### Requirements
Rewrite every line below, starting with the line that contains "Exercise. Point out the white embroidered" and going on through the last line. Shift each coordinate by adding 77 to it.

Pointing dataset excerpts

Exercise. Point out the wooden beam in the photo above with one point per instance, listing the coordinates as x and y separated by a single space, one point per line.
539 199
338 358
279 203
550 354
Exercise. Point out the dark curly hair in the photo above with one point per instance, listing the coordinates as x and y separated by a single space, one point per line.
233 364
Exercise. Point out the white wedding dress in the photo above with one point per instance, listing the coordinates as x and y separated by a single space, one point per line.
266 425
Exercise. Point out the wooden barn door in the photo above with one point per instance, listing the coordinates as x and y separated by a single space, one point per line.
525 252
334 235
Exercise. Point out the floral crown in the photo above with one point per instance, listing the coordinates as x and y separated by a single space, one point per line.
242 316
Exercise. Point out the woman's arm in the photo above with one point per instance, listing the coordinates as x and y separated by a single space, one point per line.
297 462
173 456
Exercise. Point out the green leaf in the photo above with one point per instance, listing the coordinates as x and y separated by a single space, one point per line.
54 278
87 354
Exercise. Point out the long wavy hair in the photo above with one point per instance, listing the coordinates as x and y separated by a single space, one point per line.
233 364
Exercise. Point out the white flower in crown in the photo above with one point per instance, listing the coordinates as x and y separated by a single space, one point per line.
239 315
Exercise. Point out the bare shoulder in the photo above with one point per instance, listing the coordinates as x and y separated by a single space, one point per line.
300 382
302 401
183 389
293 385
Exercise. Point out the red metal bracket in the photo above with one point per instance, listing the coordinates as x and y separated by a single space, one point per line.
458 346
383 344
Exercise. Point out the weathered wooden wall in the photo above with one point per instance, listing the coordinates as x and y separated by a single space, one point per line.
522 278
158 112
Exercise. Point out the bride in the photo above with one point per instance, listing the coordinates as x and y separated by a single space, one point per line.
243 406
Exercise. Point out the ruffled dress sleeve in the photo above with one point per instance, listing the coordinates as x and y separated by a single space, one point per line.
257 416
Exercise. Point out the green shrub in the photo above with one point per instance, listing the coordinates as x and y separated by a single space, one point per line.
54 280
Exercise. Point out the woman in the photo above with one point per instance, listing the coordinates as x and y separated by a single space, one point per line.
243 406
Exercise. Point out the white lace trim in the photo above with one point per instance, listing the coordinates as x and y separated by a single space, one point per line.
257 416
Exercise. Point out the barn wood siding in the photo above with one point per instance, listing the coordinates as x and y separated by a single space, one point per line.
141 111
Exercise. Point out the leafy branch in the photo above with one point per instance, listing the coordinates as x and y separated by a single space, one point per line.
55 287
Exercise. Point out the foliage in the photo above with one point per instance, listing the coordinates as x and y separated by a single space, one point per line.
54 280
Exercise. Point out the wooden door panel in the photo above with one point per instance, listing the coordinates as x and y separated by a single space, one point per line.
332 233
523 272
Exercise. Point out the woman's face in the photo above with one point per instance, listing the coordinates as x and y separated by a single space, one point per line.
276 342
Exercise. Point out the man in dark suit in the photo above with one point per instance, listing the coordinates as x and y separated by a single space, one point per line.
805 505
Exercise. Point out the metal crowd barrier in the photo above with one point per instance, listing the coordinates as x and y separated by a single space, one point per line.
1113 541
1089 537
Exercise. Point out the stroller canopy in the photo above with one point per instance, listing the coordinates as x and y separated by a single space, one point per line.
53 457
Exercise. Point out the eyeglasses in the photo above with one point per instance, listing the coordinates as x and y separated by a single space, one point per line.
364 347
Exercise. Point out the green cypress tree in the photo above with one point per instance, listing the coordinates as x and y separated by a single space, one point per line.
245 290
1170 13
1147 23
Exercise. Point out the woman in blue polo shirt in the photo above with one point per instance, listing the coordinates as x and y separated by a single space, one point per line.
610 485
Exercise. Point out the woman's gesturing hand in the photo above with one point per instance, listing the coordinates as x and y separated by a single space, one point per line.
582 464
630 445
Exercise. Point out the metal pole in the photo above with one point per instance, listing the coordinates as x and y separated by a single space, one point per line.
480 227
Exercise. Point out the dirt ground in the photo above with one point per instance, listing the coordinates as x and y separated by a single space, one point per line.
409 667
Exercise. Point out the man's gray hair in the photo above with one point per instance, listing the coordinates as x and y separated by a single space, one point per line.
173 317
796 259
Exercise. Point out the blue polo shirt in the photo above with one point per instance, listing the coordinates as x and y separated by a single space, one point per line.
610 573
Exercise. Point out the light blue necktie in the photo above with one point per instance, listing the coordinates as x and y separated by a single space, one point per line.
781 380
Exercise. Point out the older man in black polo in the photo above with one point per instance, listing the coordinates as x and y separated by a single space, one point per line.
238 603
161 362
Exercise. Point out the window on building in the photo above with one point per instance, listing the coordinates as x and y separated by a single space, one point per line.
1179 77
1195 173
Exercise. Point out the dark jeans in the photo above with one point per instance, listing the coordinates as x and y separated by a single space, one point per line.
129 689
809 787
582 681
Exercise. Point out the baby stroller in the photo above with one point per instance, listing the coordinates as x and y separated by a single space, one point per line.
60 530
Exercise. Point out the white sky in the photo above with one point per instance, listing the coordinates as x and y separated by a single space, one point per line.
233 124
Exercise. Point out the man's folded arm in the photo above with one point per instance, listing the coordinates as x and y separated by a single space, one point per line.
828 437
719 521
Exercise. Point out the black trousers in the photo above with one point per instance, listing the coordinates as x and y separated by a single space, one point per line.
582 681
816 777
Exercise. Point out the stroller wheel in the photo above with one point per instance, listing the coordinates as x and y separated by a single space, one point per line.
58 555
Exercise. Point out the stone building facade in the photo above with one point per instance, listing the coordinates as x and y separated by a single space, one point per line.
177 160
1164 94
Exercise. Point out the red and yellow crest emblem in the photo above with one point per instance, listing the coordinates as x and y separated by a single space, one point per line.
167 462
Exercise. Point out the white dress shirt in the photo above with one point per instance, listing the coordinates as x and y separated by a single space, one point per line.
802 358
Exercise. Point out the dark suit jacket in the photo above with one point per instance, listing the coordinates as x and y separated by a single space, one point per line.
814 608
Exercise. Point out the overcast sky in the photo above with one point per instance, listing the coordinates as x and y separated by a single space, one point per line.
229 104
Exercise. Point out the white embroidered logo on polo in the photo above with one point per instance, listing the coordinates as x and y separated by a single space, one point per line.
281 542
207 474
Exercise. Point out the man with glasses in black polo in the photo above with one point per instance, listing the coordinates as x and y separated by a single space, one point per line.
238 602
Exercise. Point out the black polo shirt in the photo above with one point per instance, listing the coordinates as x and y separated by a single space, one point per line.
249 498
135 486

### Result of the exercise
Exercise. Point out the white embroidered logo on polo in the photo above with one point per instance, listing the coordinates as x and y separated by a single space, one point per line.
358 619
284 551
Exercise. Point out the man with glasses in black polo in the photo above with one point per instance, listing the coordinates as x and y separated by a single space, one point per line.
315 679
Exercise. Point out the black polo shirt in the photo above with one point per instance, listing the coordinates as x and y separated by a single space, one point per line.
326 575
212 563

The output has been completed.